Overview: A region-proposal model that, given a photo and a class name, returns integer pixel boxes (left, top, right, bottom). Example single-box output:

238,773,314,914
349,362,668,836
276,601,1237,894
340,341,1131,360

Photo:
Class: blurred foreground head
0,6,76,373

■ ■ ■ ■ ■

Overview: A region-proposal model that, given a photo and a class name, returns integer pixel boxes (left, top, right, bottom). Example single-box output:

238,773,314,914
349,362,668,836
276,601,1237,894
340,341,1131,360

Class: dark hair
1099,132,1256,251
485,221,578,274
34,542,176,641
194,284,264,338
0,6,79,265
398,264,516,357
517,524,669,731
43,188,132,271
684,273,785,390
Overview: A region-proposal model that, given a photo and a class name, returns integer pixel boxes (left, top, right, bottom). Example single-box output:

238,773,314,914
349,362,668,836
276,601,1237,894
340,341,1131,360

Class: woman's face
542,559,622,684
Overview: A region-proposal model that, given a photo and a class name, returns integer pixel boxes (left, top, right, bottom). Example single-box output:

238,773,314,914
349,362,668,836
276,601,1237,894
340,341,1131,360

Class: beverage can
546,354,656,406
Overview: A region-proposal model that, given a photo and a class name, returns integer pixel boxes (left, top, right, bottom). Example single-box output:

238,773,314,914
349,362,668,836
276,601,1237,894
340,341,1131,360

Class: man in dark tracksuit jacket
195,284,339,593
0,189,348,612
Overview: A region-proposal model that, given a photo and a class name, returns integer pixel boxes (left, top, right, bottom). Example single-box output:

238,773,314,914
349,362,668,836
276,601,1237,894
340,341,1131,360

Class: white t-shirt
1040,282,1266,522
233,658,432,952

■ ■ ■ ■ ■

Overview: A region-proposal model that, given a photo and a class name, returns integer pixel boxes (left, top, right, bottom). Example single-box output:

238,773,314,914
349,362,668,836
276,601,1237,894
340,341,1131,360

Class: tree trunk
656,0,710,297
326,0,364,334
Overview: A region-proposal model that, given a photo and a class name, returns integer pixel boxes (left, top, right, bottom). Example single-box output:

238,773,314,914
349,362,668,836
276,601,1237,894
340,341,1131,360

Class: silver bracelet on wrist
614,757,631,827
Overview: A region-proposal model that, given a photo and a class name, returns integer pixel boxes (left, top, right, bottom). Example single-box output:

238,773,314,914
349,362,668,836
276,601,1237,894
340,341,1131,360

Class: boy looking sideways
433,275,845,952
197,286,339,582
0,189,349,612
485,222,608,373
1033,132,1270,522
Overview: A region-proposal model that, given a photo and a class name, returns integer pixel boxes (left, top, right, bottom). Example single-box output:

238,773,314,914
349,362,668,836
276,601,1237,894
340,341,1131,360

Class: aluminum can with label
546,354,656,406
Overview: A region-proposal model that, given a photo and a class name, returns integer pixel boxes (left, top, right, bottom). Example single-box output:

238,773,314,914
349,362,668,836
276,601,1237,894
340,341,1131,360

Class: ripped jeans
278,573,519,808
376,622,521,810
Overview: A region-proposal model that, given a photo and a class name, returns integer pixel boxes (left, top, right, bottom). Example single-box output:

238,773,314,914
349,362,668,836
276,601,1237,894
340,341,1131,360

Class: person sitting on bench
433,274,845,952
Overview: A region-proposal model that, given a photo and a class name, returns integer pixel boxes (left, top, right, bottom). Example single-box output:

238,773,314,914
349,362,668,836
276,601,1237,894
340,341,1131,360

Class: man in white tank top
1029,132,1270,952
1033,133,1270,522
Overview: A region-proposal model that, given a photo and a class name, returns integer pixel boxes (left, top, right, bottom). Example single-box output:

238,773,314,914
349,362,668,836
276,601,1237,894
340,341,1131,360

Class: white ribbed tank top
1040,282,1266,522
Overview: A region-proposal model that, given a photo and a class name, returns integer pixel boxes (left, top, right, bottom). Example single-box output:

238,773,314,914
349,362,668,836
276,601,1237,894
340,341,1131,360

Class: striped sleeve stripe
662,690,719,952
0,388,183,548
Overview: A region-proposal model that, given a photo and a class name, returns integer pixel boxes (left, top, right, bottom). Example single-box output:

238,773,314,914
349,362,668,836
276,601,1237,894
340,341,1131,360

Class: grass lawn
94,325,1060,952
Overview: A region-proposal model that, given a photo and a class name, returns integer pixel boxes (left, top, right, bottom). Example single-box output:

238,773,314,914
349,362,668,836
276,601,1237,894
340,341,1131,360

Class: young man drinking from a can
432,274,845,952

■ ■ ■ ■ ■

- Given exercise:
Extract every line of the records that contains the word "tank", copying each one in full. Matching is case-sensitive.

- Response to this task:
Class: man in white tank top
Class: white ribbed tank top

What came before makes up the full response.